> **SOURCE DOCUMENT**
----------------------------------------

This week in science

Happy Wednesday morning! Thanks for joining in for another week. Here’s some science I found interesting this week.

Check out some images of last week’s eclipse including a video from the European Space Agency of the moon’s shadow crossing the Earth.

You’ve probably seen videos of Boston Dynamic’s dancing/jumping/running humanoid robot, Atlas. Well, this week they announced that they’re retiring Atlas. They didn’t say why, and we’ll have to wait and see what comes next for the robotics company.

Long COVID sucks. It can keep some of the worst COVID symptoms going for years after the initial symptoms go away. Many scientists believe, and have gathered evidence, that long COVID is due to the virus persistently staying in the body after an infection.

People are still quietly working hard to develop a solution that knocks COVID out completely. Currently ongoing trials include antibody therapies, antiviral therapies like Paxlovid (despite Pfizers awful commercials), and others. Hopefully one pans out in the next few years.

----------------------------------------

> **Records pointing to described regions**
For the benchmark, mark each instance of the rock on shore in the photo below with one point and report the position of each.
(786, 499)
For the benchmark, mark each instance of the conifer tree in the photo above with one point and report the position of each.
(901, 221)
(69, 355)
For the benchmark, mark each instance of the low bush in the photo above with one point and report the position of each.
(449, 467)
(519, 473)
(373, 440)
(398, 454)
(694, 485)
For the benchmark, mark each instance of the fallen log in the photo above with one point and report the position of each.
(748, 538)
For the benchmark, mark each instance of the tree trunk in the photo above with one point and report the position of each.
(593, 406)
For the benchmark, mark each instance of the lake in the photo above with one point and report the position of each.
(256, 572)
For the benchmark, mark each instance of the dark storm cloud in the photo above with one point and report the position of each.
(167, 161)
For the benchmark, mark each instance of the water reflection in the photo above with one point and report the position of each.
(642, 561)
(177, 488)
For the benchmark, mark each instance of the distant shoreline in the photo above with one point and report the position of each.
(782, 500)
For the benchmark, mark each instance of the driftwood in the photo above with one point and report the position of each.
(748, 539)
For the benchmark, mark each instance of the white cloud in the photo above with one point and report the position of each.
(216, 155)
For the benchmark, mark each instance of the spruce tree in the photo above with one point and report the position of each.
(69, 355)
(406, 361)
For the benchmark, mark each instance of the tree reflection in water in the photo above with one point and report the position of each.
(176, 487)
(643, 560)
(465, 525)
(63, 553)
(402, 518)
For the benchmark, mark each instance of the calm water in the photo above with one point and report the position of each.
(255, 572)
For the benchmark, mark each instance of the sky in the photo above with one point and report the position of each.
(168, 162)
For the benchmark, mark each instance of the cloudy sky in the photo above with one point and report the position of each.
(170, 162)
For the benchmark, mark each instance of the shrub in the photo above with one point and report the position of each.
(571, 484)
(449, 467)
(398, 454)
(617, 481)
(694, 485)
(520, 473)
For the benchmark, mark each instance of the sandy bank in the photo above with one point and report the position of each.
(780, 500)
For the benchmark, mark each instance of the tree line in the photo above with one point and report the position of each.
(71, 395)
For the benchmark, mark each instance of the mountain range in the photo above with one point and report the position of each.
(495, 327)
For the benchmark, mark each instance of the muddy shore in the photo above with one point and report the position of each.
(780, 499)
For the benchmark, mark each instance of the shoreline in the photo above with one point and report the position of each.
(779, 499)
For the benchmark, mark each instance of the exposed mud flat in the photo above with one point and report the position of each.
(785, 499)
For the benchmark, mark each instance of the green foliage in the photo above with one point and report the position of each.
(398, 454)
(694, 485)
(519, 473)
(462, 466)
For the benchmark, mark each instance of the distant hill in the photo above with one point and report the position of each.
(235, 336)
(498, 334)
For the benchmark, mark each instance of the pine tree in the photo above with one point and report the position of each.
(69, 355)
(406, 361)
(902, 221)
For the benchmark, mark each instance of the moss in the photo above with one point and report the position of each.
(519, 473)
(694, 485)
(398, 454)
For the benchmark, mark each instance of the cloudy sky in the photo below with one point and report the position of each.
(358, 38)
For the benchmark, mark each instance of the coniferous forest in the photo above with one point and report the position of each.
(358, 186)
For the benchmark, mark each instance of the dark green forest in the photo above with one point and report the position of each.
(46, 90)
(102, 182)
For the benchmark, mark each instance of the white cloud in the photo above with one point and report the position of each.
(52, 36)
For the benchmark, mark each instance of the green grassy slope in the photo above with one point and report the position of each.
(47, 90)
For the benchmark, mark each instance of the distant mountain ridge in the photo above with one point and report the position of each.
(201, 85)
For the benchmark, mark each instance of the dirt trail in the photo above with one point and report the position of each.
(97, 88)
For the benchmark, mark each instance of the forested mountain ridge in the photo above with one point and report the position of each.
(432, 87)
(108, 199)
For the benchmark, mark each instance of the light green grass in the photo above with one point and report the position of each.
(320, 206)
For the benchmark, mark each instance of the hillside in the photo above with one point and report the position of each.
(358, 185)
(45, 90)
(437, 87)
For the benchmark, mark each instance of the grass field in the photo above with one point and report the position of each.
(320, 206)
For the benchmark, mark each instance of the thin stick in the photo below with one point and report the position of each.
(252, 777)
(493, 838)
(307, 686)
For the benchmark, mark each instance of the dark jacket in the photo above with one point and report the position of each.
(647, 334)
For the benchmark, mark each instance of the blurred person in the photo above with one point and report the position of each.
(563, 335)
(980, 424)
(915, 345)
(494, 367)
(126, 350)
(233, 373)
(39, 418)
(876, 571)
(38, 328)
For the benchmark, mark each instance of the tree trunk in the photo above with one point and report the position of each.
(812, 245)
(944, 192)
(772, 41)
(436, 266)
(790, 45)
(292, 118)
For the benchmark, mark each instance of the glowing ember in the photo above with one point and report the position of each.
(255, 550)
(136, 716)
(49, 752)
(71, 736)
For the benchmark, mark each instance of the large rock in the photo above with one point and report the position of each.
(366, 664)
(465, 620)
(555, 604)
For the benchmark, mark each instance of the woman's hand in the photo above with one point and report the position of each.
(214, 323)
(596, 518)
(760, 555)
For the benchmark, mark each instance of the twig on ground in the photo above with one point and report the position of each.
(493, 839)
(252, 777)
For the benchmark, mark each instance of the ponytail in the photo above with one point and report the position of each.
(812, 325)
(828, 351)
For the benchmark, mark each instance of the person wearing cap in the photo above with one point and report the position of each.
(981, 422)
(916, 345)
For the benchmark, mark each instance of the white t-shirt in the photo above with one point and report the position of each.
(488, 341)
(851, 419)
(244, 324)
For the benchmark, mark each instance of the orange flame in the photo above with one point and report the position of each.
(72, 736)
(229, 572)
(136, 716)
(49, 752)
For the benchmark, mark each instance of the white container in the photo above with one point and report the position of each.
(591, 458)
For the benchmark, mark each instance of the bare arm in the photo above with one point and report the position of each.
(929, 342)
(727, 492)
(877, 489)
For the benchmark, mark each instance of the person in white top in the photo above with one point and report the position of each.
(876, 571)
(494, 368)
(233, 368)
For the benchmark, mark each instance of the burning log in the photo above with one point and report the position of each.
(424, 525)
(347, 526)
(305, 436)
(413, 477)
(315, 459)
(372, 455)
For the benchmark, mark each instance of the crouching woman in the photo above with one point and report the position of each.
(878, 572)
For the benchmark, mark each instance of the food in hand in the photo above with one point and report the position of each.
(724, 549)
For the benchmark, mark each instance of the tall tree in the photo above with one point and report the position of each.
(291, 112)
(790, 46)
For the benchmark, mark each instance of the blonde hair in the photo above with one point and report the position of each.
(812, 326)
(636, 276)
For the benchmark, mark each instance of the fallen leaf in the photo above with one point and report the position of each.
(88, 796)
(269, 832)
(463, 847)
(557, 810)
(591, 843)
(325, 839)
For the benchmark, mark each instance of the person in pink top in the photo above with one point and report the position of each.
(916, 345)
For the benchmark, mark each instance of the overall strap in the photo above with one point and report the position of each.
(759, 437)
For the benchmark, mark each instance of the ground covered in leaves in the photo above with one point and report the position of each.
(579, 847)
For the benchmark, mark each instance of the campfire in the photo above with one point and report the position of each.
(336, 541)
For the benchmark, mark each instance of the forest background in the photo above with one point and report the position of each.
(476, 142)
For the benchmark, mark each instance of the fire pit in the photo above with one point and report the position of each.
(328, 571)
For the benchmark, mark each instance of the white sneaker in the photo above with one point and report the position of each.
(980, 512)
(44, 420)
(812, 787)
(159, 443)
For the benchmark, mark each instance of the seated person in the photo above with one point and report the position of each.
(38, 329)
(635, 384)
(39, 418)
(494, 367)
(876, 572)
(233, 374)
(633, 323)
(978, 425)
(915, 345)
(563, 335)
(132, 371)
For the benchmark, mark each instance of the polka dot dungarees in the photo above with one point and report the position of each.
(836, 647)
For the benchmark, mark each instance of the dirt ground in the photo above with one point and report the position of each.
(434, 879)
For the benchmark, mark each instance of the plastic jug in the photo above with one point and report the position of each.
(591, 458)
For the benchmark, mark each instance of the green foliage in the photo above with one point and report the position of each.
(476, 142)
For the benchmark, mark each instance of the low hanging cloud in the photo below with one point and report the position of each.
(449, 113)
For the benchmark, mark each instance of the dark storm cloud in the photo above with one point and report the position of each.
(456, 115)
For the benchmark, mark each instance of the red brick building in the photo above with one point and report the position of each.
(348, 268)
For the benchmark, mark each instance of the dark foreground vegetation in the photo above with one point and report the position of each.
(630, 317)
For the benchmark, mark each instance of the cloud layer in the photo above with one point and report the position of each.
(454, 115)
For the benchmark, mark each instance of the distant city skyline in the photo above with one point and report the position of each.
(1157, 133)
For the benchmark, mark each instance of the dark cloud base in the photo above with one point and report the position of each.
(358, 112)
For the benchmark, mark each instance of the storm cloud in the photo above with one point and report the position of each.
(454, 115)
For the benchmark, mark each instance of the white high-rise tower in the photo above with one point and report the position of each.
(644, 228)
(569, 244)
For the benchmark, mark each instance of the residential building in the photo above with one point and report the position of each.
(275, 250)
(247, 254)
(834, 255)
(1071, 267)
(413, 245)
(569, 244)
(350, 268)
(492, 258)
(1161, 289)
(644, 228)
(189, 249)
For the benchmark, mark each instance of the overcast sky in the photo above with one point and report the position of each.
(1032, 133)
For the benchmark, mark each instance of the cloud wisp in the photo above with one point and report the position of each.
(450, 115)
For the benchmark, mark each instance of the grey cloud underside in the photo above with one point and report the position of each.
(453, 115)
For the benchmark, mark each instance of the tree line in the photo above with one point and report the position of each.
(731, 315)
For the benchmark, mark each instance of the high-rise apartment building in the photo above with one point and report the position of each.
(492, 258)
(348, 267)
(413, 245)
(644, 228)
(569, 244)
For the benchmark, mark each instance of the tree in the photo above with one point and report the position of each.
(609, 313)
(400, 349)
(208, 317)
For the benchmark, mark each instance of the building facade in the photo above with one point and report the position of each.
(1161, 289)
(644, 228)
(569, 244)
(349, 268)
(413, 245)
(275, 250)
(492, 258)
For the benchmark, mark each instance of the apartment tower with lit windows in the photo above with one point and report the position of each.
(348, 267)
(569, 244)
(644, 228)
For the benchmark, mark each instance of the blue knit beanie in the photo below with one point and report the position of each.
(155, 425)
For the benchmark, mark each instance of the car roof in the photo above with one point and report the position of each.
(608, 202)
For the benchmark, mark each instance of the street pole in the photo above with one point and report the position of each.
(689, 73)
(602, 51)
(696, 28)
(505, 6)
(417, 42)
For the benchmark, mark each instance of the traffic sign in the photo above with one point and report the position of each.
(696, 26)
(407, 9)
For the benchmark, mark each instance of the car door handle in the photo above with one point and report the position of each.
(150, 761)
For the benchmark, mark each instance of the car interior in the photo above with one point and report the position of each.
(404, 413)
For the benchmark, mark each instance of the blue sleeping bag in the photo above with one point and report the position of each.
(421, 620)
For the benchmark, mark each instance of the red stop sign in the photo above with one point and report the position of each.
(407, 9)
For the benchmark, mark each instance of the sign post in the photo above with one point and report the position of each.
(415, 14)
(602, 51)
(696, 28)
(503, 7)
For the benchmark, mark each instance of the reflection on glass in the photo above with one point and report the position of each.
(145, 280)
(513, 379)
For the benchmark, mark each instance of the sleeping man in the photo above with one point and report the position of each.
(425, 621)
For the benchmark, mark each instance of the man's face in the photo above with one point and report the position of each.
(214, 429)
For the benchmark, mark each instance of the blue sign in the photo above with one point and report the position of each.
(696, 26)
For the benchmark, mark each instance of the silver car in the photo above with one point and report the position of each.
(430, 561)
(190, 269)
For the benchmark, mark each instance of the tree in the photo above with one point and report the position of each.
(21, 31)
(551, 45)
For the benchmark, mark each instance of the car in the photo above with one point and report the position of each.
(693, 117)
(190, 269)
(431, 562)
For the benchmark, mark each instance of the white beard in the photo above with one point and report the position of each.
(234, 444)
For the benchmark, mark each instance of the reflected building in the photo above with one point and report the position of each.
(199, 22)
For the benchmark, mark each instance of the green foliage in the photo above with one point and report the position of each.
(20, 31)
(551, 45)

----------------------------------------

> **ACTION ITEM A**
Translate this sentence from the weekly science post into Spanish: "People are still quietly working hard to develop a solution that knocks COVID out completely."
> **ACTION ITEM B**
Pick up the weekly science post after its last sentence and keep writing in the same voice.

> **RESPONSE A**
La gente sigue trabajando duro, sin hacer ruido, para desarrollar una solución que acabe por completo con el COVID.

> **RESPONSE B**
Not science, but definitely science news. It’s a bad time in biotech. Many biotech/pharma companies are going through lay offs throughout the space with large companies like Genentech laying off ~3% of their workforce. Apparently there’s been an increase in mergers/acquisitions, indicating that biotech financial outlook is improving, hopefully this spreads to the actual job market soon.

Scientists found that an immunity process is involved in the formation of memories. This was unexpected, as the pathway they found is typically associated with increased inflammation that is typically used as an immune defense and harms cells. Biology is fun because you just never know what’s going to happen, you just have to go with it.